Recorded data
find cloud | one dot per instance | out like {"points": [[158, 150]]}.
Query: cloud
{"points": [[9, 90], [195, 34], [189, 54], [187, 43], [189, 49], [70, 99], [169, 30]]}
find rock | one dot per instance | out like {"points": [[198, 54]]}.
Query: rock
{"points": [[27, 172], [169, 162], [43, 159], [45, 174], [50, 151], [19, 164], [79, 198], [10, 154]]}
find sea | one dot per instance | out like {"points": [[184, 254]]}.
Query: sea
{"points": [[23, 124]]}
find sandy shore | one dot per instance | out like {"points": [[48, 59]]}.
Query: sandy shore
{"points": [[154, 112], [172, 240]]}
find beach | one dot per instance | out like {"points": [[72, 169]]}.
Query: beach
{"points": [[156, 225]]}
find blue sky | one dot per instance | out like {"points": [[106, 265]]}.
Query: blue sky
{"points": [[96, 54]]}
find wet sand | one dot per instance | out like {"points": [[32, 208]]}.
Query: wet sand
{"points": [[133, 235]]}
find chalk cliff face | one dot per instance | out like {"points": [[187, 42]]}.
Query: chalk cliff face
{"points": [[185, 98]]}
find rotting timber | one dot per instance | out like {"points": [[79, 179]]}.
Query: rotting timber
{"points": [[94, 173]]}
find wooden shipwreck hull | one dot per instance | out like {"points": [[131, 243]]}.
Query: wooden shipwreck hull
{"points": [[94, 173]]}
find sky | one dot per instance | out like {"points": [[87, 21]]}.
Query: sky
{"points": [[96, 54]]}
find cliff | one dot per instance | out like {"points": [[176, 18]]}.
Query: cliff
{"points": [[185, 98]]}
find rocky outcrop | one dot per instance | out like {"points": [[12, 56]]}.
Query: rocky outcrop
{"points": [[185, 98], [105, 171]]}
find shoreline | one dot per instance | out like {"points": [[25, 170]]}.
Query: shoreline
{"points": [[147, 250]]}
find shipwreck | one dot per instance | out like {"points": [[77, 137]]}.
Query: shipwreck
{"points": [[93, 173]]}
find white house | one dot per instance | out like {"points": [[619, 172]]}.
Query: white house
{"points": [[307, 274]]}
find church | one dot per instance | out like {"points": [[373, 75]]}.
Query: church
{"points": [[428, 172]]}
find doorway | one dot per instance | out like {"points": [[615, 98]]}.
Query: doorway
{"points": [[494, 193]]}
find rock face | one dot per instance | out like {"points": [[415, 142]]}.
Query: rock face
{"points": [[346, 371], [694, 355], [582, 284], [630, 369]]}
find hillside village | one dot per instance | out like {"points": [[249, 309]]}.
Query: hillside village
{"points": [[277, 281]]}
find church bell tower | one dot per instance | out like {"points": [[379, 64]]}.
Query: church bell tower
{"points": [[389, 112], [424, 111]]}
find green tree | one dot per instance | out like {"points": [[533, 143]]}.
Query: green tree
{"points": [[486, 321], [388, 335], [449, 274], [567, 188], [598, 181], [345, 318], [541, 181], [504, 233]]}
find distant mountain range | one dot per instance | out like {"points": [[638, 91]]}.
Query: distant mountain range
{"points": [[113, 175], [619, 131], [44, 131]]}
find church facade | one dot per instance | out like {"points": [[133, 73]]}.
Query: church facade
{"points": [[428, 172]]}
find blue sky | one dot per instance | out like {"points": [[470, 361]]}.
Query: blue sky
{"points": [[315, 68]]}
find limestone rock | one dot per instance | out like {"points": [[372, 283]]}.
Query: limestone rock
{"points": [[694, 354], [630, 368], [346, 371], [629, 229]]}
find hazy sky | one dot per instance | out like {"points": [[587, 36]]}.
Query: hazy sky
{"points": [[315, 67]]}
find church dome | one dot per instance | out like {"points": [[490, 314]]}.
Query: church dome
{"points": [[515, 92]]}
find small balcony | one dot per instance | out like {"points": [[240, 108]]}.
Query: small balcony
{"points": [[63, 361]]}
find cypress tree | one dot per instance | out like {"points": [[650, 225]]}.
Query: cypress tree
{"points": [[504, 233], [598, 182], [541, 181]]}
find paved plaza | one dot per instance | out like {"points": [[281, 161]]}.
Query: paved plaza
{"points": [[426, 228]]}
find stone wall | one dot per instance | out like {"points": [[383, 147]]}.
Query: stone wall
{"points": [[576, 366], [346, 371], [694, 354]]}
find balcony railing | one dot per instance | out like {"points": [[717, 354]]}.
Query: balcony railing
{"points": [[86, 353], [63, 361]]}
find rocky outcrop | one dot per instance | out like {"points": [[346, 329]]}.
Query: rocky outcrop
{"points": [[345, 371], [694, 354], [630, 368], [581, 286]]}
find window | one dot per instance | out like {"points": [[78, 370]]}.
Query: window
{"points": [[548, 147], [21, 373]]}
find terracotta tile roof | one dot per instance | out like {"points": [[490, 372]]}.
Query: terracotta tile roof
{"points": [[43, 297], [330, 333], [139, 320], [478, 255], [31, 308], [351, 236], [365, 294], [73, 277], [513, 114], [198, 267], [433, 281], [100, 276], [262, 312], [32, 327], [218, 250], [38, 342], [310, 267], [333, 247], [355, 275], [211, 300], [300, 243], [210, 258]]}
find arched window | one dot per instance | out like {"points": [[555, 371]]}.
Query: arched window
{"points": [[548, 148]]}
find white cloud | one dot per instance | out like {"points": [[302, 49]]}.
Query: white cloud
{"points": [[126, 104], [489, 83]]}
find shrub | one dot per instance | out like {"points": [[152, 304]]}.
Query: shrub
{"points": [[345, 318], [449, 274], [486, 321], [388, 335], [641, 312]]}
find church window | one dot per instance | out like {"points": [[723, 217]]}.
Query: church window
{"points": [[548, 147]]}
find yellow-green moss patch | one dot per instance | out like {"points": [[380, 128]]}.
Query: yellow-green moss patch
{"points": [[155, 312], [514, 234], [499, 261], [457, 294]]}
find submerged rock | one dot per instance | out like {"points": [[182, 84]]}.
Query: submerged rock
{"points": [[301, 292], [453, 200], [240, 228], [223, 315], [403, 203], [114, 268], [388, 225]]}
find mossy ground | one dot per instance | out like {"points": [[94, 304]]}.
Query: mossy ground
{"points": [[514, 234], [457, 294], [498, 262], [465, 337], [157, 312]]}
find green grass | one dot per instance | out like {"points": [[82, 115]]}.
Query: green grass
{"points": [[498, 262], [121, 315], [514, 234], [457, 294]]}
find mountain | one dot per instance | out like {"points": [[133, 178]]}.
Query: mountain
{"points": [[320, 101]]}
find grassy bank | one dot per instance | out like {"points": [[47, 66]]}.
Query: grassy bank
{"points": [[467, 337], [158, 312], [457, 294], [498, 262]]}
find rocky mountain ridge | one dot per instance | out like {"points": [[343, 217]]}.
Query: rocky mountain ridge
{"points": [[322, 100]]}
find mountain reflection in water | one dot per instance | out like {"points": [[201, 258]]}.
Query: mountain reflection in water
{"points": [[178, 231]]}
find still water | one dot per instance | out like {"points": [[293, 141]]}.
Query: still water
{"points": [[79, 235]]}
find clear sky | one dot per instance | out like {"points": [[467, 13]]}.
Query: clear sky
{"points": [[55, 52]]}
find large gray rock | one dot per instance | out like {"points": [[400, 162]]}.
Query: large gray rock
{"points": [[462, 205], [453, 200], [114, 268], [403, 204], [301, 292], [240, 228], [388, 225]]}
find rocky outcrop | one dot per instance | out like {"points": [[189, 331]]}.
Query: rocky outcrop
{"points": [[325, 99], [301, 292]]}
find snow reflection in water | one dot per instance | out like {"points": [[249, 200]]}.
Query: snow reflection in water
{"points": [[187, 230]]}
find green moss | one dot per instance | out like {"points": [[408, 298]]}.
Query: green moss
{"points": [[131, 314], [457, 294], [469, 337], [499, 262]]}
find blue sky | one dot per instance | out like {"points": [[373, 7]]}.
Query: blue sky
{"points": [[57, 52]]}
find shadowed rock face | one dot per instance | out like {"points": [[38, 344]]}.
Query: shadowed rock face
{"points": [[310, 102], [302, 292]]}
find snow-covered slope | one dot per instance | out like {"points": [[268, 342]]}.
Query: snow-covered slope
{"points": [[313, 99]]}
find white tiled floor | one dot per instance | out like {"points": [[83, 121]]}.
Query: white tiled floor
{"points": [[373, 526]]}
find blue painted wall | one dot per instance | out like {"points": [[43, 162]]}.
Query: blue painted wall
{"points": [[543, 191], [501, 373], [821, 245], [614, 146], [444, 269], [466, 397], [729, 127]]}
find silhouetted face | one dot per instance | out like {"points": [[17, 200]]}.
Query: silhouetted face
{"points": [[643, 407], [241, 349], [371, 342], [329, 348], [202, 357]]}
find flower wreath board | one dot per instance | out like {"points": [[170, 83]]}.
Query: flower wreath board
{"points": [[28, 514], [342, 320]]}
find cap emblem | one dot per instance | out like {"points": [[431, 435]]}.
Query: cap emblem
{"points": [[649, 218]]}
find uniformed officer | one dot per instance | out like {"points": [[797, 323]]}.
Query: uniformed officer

• **GIVEN PROBLEM**
Set out exactly the run of lines that begins at the line holding "find silhouetted face" and ends at the last line of the data.

• **FINISHED EXERCISE**
find silhouetted face | one dot per instance | out like {"points": [[17, 200]]}.
Query: silhouetted face
{"points": [[643, 407], [241, 349], [371, 342], [329, 348], [202, 357]]}
find flower wreath board | one dot per instance | out like {"points": [[170, 83]]}.
Query: flower wreath board
{"points": [[28, 514], [342, 320]]}
find cap emblem | one dot per instance | out like {"points": [[431, 435]]}.
Query: cap emblem
{"points": [[649, 218]]}
find uniformed officer | one dot per instance | out like {"points": [[797, 323]]}.
Query: uniformed officer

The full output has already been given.